------ Excerpted records ------

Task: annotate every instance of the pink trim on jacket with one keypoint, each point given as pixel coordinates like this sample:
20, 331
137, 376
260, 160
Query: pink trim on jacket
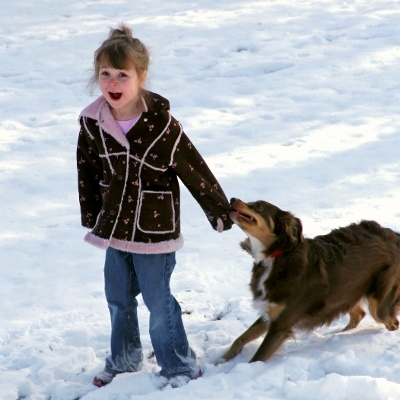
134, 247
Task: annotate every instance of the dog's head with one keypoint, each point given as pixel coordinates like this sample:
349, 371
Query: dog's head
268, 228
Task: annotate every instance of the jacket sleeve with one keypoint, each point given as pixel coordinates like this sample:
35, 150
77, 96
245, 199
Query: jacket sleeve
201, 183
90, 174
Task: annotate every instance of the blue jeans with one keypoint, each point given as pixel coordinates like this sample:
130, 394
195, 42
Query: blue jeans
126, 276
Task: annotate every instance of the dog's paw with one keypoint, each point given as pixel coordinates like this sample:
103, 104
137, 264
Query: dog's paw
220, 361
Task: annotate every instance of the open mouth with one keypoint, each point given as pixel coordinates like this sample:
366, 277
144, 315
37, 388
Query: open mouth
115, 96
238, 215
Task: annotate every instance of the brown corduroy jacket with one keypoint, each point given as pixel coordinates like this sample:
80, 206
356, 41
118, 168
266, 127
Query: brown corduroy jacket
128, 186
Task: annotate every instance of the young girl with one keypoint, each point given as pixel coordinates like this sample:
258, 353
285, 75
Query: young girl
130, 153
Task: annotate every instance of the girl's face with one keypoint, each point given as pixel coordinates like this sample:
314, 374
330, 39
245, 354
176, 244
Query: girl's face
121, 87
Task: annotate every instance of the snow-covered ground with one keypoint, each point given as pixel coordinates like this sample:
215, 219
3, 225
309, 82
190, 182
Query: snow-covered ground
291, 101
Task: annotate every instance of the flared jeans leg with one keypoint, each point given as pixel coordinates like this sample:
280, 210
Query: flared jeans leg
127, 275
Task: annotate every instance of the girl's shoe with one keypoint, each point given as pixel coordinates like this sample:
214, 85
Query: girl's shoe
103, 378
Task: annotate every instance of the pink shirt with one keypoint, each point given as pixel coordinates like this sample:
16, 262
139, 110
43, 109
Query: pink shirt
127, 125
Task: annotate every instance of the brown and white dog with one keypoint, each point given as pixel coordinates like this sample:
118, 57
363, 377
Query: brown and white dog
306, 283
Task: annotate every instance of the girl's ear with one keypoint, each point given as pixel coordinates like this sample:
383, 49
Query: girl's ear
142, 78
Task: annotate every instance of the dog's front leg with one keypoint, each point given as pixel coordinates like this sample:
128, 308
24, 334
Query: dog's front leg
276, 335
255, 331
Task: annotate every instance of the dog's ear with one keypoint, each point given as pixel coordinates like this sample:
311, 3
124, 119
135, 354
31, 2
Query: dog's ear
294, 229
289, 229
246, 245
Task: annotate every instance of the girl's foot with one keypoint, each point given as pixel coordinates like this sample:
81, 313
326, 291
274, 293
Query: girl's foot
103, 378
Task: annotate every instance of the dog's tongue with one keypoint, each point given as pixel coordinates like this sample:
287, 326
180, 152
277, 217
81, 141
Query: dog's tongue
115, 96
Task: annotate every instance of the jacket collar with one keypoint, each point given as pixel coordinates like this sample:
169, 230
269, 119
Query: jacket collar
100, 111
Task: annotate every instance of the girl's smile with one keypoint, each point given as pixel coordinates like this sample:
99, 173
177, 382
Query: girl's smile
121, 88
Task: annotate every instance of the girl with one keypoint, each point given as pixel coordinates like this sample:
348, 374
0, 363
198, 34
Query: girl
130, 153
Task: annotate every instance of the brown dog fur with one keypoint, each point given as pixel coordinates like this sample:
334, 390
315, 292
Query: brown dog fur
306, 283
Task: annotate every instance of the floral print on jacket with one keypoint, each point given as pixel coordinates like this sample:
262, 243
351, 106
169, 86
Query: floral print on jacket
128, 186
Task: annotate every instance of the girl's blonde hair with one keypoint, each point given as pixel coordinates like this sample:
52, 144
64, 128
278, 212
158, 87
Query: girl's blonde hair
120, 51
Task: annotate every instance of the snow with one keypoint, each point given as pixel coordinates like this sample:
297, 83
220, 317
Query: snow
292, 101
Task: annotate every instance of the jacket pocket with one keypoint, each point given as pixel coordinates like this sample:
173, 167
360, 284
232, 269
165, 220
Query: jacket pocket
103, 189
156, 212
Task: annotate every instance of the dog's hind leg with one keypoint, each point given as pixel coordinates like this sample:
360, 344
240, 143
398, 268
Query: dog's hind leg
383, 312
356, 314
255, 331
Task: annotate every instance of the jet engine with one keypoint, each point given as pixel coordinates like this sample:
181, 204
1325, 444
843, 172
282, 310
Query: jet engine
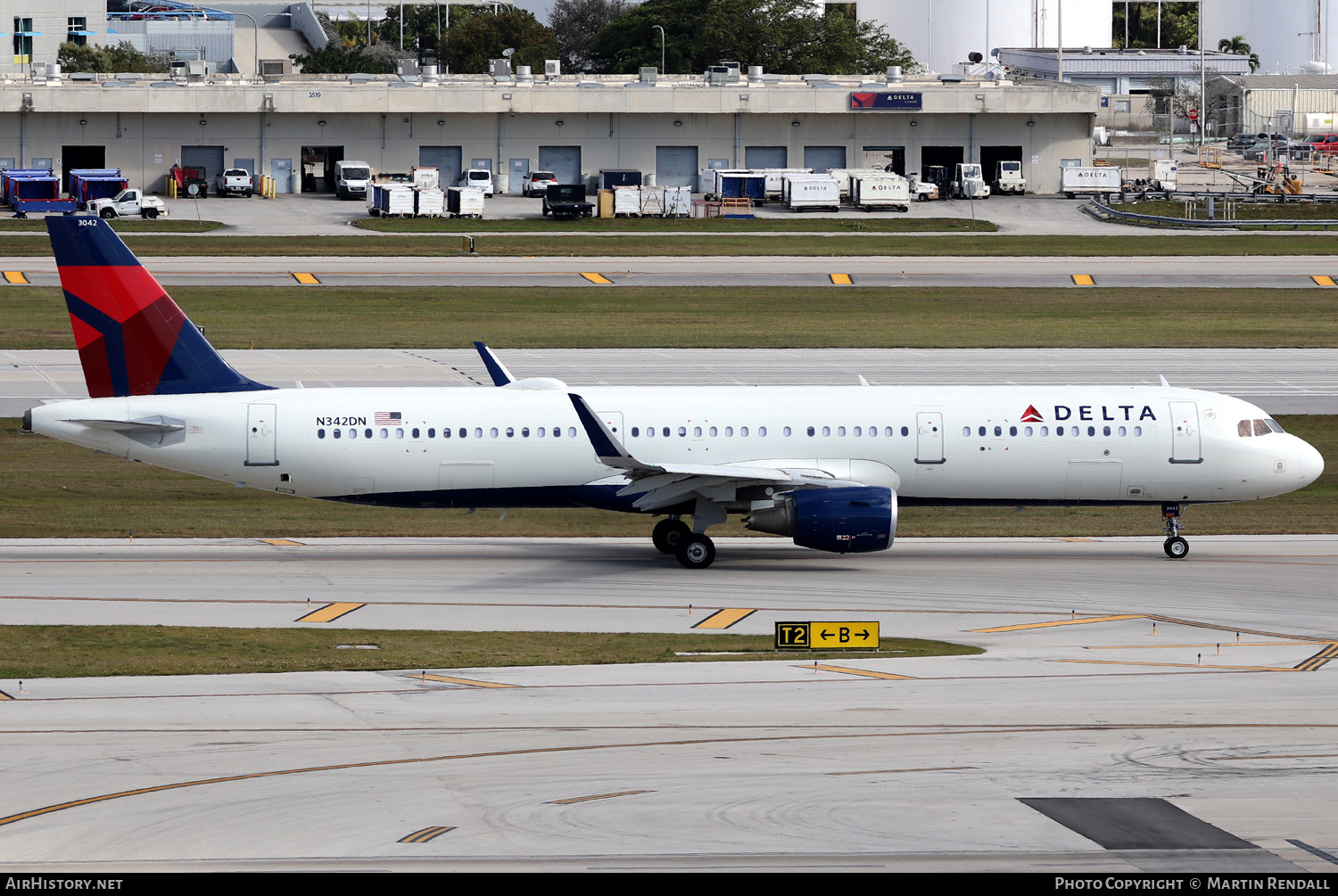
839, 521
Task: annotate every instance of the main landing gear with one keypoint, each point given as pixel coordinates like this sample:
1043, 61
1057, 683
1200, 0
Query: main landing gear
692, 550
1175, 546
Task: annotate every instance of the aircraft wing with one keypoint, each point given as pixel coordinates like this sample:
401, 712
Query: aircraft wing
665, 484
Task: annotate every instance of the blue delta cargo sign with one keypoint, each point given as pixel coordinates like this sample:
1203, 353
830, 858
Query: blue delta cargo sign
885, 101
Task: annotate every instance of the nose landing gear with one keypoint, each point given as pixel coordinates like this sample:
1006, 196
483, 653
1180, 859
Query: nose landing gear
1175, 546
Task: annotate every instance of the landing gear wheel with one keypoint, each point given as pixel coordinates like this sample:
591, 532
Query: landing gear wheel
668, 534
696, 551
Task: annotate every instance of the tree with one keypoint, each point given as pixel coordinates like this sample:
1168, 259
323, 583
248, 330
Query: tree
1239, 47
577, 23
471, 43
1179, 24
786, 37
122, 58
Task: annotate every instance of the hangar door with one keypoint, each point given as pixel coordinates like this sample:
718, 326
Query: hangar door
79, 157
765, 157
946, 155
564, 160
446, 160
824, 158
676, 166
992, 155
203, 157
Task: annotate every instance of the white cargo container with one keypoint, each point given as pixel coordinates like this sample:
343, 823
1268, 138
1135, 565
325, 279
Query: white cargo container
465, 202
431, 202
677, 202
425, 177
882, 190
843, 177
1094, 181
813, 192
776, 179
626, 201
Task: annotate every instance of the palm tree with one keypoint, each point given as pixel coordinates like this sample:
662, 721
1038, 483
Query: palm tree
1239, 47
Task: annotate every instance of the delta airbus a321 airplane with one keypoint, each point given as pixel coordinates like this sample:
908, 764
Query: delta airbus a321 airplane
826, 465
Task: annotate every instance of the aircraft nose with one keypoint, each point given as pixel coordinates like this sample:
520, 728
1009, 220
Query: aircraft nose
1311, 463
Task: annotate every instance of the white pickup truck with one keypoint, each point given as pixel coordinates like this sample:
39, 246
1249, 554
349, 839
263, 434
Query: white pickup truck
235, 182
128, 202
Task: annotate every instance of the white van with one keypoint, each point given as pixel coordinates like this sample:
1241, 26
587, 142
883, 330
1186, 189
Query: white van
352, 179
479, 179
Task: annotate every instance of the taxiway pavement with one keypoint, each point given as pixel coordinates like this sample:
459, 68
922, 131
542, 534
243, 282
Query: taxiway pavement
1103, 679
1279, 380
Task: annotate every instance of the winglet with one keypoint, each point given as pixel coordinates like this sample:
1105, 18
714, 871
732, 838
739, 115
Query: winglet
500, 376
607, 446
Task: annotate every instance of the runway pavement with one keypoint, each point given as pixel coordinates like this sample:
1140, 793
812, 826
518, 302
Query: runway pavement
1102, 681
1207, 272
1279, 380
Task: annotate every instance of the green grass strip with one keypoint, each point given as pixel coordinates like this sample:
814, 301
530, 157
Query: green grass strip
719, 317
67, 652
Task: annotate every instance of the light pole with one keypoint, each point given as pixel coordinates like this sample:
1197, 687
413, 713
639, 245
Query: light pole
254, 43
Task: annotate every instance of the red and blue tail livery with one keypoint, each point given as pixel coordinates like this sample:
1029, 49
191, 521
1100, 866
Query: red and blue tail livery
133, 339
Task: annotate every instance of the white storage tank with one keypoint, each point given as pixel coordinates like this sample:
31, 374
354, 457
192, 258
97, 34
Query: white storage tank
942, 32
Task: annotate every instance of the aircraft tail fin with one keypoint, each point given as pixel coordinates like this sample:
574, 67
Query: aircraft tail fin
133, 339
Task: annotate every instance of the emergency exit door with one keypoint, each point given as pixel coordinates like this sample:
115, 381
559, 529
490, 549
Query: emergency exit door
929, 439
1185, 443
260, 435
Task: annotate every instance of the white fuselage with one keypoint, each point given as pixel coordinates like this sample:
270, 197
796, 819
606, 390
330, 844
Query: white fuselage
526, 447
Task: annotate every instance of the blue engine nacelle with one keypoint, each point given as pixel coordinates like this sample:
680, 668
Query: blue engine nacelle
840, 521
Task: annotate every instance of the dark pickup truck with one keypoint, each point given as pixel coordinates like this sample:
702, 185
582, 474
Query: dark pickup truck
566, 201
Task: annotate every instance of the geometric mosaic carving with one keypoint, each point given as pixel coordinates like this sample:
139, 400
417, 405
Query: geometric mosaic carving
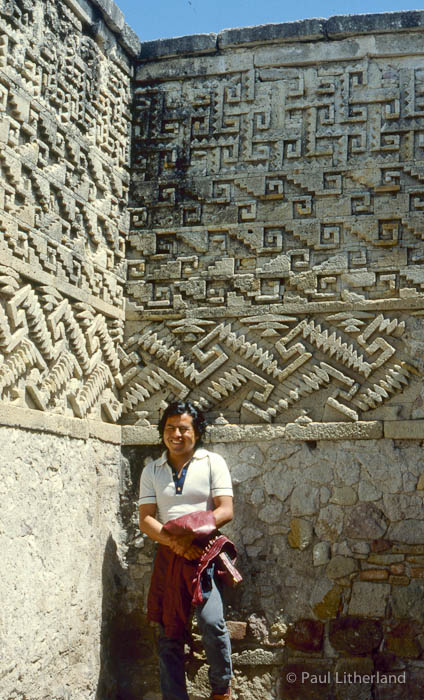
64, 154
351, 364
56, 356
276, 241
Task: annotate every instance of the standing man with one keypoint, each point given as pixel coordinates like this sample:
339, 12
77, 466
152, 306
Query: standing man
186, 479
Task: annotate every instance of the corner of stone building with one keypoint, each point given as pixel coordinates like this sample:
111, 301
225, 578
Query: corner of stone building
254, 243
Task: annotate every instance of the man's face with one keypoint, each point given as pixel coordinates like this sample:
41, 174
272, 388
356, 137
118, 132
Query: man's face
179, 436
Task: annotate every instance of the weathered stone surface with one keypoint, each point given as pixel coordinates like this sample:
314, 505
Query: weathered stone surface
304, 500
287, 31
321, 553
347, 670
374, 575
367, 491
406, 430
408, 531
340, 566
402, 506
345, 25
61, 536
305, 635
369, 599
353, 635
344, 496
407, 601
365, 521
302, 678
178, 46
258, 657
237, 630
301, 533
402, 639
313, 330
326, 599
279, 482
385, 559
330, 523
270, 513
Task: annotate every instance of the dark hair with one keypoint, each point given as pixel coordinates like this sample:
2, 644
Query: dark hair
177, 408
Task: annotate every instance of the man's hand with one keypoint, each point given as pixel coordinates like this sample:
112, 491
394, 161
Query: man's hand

------

Task statement: Since only a number is wanted, please say how many lines in the data include the word "hand".

Response to the exercise: 2